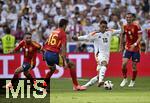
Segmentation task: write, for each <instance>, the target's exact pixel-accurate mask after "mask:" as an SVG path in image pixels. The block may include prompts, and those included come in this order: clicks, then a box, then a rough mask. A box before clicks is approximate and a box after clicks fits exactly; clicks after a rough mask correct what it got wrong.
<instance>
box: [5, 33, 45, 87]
mask: <svg viewBox="0 0 150 103" xmlns="http://www.w3.org/2000/svg"><path fill="white" fill-rule="evenodd" d="M31 37H32V34H31V33H25V34H24V39H23V40H22V41H20V43H19V44H18V46H17V47H16V48H15V49H14V50H13V51H10V53H14V52H17V51H19V50H20V49H22V51H23V53H24V61H23V64H22V65H21V66H20V67H18V68H17V69H16V70H15V73H14V76H13V78H12V80H11V82H9V83H8V84H6V88H9V87H12V86H13V84H14V83H15V81H16V80H17V79H18V75H19V74H20V73H21V72H24V75H25V76H26V77H27V78H28V79H29V80H30V81H31V83H32V84H33V83H34V79H33V77H32V76H31V74H30V70H31V69H33V68H34V67H35V65H36V56H37V51H38V50H40V49H41V48H42V47H41V45H40V44H38V43H37V42H35V41H32V39H31Z"/></svg>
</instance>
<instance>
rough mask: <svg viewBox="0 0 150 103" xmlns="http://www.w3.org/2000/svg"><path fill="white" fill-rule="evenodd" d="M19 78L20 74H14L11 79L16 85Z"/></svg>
mask: <svg viewBox="0 0 150 103" xmlns="http://www.w3.org/2000/svg"><path fill="white" fill-rule="evenodd" d="M18 78H19V74H14V76H13V78H12V80H11V83H12V85H14V83H15V82H16V81H17V80H18Z"/></svg>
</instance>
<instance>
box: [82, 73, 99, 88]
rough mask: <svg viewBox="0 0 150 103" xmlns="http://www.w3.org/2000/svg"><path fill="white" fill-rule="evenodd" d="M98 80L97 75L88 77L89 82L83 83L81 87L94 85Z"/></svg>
mask: <svg viewBox="0 0 150 103" xmlns="http://www.w3.org/2000/svg"><path fill="white" fill-rule="evenodd" d="M97 81H98V75H97V76H95V77H93V78H92V79H90V81H89V82H87V83H86V84H85V85H83V87H85V88H87V87H89V86H92V85H94V84H95V83H96V82H97Z"/></svg>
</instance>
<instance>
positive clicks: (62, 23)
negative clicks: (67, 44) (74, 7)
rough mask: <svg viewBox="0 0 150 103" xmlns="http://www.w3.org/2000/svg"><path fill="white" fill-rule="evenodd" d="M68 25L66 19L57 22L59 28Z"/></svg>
mask: <svg viewBox="0 0 150 103" xmlns="http://www.w3.org/2000/svg"><path fill="white" fill-rule="evenodd" d="M67 24H68V20H67V19H61V20H60V21H59V24H58V25H59V27H63V26H65V25H67Z"/></svg>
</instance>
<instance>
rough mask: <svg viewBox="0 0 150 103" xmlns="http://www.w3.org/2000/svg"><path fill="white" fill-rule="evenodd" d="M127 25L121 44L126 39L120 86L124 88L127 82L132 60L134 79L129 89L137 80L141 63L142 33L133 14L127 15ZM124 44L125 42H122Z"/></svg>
mask: <svg viewBox="0 0 150 103" xmlns="http://www.w3.org/2000/svg"><path fill="white" fill-rule="evenodd" d="M126 20H127V25H124V27H123V29H124V33H123V34H122V36H121V42H122V41H123V38H124V37H126V40H125V50H124V53H123V63H122V74H123V77H124V79H123V81H122V82H121V84H120V86H121V87H124V86H125V85H126V83H127V82H128V81H127V68H126V66H127V63H128V61H129V59H130V58H132V72H133V74H132V79H131V81H130V84H129V85H128V86H129V87H133V86H134V84H135V79H136V76H137V63H138V62H139V61H140V41H141V38H142V31H141V28H140V26H139V25H138V24H136V23H134V22H133V14H132V13H128V14H127V15H126ZM122 43H123V42H122Z"/></svg>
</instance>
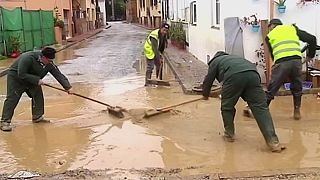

- - - - -

Task to complete: Copy out the items word for word, from their beginning through the line containing "box: [5, 33, 45, 87]", and include that line. Leave the pictures out of your copy.

Output for this exercise:
Segmentation task: write, for each <instance>, the target's exact pixel-accurate mask after "mask:" as an SVG path in image pixels. The block may include prompts, and those included come in this order: clicks, then a box, then a rough mask. A box before clicks is approximate and a box after clicks fits exactly; clicks after a rough mask correct what it got wrong.
<instance>
box: [5, 33, 45, 87]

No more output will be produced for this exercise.